Interim Results
betinternet.com PLC
01 February 2007
FOR IMMEDIATE RELEASE
1 February 2007
BETINTERNET.COM PLC
('the Company' or 'betinternet.com')
INTERIM RESULTS FOR THE 26 WEEKS ENDED 26 NOVEMBER 2006
betinternet.com plc, the global on-line gaming group, today announces its
interim results for the 26 weeks ended 26 November 2006.
Highlights of the results are:
• Group turnover has increased by 53% to £43.6m (2005: £28.5m)
• European Wagering Services (EWS) pari-mutuel business has continued to grow
with turnover increasing by 247%
• EBITDA profit of £182k (2005: loss of £599k)
• Sportsbook turnover has increased by 27% to £31.8m (2005: £25.1m)
• Sportsbook margin has increased by 19% to 2.5% (2005: 2.1%)
• Group overheads have reduced by 17% to £1.39m (2005: £1.67m)
Commenting on the results, Denham Eke, chairman of betinternet, said:
'These results show that the business has moved to profitability at EBITDA
level, with a particularly strong performance from European Wagering Services ('
EWS'), the group's pari-mutuel operation, and growing revenues from the
sportsbook business. This is a significant improvement on the same period last
year and shows that the strategies put in place by the new management team are
working well.'
ENDS
For further information:
betinternet.com plc Tel: 01624 698141
Garry Knowles, Managing Director
Evolution Securities Tel: 0113 243 1619
Joanne Lake
Britton Financial PR Tel: 0207 251 2544
Tim Blackstone
Notes to editors:
The following are attached:
1. Chairman's statement
2. Consolidated Profit & Loss Accounts
3. Consolidated Balance Sheets
4. Consolidated Cash Flow Statements
5. Notes to the Accounts
N.B. Pari-mutuel (or 'tote' wagering) refers to wagering into a 'pool' where
dividends are paid to winners and the operator retains a percentage of the '
pool'.
Chairman's Statement
Introduction
The first half of the Company's financial year, which ended on 26th November
2006, has seen the business move to profitability at EBITDA level, with a
particularly strong performance from European Wagering Services ('EWS'), the
group's pari-mutuel operation, and growing revenues from the sportsbook
business.
This is a significant improvement on the same period last year and shows that
the strategies put in place by the new management team are working well.
Unlike many internet gaming companies, betinternet.com has little exposure to
the US and the passing of the Unlawful Internet Gambling Enforcement Act (UIGEA)
of 2006 has had no impact on our revenues. As a result, the board believes
betinternet.com to be uniquely placed to actively pursue opportunities to
acquire non-US business from those companies adversely affected by this
legislation. We believe that we are well positioned to take full advantage of
such opportunities.
Overview of Results
During the period under review, group turnover was £43.6m (2005: £28.5m) and
gross profit was £1.52m (2005: £1.07m).

···

### INSTRUCTIONS
(a) Update the betinternet.com interim results, starting with "Highlights of the" and going on through "to £1.39m (2005: £1.67m)", with "turnover" changed to "revenue".
(b) Put this sentence from the betinternet.com interim results into Spanish: "We believe that we are well positioned to take full advantage of such opportunities."

···

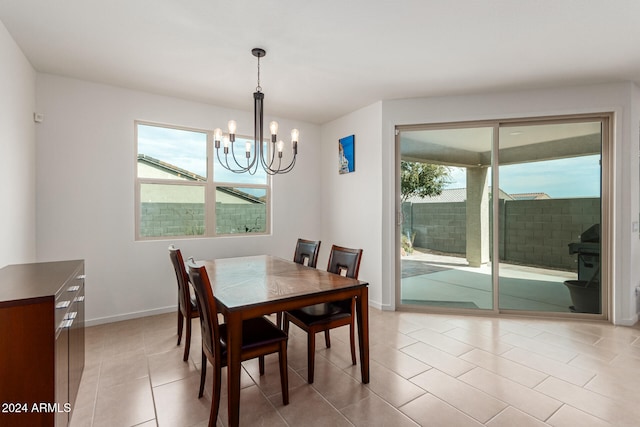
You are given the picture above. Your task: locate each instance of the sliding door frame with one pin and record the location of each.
(606, 211)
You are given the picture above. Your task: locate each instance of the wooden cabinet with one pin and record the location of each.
(41, 342)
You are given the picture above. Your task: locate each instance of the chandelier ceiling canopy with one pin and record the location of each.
(259, 153)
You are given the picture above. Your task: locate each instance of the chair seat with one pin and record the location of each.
(333, 313)
(256, 332)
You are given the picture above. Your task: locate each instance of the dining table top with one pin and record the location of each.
(256, 280)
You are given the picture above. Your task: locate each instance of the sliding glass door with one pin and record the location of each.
(503, 216)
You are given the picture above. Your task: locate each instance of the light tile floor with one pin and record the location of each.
(428, 370)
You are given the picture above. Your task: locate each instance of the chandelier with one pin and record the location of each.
(261, 154)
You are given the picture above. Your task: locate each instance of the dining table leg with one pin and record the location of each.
(362, 313)
(234, 348)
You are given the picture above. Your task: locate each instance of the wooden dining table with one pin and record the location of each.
(253, 286)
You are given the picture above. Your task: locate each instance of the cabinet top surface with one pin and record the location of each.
(36, 280)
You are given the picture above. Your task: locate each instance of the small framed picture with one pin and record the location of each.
(346, 154)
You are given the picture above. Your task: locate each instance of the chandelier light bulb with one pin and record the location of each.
(232, 126)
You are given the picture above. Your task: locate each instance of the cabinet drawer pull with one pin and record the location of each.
(63, 304)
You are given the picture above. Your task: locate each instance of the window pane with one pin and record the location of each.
(165, 153)
(241, 210)
(220, 174)
(171, 210)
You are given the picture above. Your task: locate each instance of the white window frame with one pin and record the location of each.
(210, 193)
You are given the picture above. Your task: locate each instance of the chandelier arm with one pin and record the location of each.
(289, 167)
(226, 162)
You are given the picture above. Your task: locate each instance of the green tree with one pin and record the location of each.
(422, 179)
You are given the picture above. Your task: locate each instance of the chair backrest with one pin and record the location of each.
(207, 306)
(307, 252)
(344, 261)
(184, 299)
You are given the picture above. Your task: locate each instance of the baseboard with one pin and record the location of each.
(628, 322)
(129, 316)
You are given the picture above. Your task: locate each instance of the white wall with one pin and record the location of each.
(17, 154)
(85, 188)
(351, 214)
(622, 99)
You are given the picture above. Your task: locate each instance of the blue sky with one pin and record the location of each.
(188, 150)
(561, 178)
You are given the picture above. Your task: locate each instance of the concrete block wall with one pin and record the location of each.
(538, 232)
(187, 219)
(439, 226)
(533, 232)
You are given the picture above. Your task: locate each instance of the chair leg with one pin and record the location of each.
(285, 324)
(353, 342)
(215, 396)
(180, 323)
(203, 375)
(311, 355)
(284, 375)
(187, 344)
(327, 339)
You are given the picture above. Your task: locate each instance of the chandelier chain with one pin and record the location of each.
(258, 88)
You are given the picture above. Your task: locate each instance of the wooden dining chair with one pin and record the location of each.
(259, 338)
(187, 307)
(323, 317)
(306, 253)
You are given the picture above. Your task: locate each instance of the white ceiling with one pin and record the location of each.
(330, 57)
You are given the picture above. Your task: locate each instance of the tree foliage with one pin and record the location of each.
(422, 179)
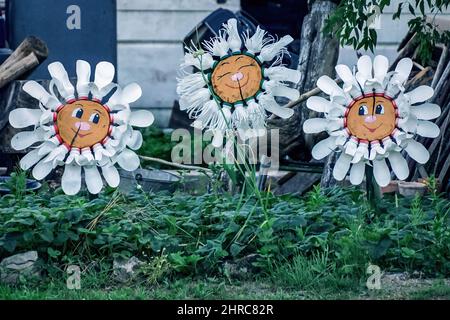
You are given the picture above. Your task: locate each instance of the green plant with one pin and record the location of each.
(349, 23)
(196, 235)
(17, 183)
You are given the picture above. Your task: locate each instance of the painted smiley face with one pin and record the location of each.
(236, 78)
(83, 124)
(372, 117)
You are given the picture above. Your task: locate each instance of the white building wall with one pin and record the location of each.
(150, 34)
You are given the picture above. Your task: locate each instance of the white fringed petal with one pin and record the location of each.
(217, 141)
(71, 179)
(330, 87)
(141, 118)
(25, 139)
(268, 102)
(122, 97)
(417, 151)
(420, 94)
(111, 175)
(345, 73)
(380, 68)
(283, 91)
(341, 167)
(399, 165)
(24, 117)
(318, 104)
(217, 46)
(203, 62)
(83, 78)
(323, 148)
(42, 169)
(427, 129)
(316, 125)
(128, 160)
(402, 71)
(234, 40)
(364, 70)
(269, 52)
(357, 173)
(38, 92)
(426, 111)
(104, 76)
(351, 147)
(30, 159)
(190, 83)
(381, 172)
(255, 43)
(409, 124)
(192, 102)
(135, 140)
(280, 73)
(361, 153)
(93, 179)
(61, 79)
(57, 155)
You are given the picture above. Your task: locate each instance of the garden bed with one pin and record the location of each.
(281, 246)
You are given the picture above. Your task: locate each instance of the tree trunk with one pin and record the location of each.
(318, 56)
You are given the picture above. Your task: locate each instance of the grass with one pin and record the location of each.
(316, 246)
(217, 288)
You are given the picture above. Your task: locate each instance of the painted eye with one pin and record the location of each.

···

### SOLUTIONS IN ORDER
(a)
Highlights of the results are:
• Group revenue has increased by 53% to £43.6m (2005: £28.5m)
• European Wagering Services (EWS) pari-mutuel business has continued to grow
with revenue increasing by 247%
• EBITDA profit of £182k (2005: loss of £599k)
• Sportsbook revenue has increased by 27% to £31.8m (2005: £25.1m)
• Sportsbook margin has increased by 19% to 2.5% (2005: 2.1%)
• Group overheads have reduced by 17% to £1.39m (2005: £1.67m)

(b) Creemos que estamos bien posicionados para aprovechar plenamente dichas oportunidades.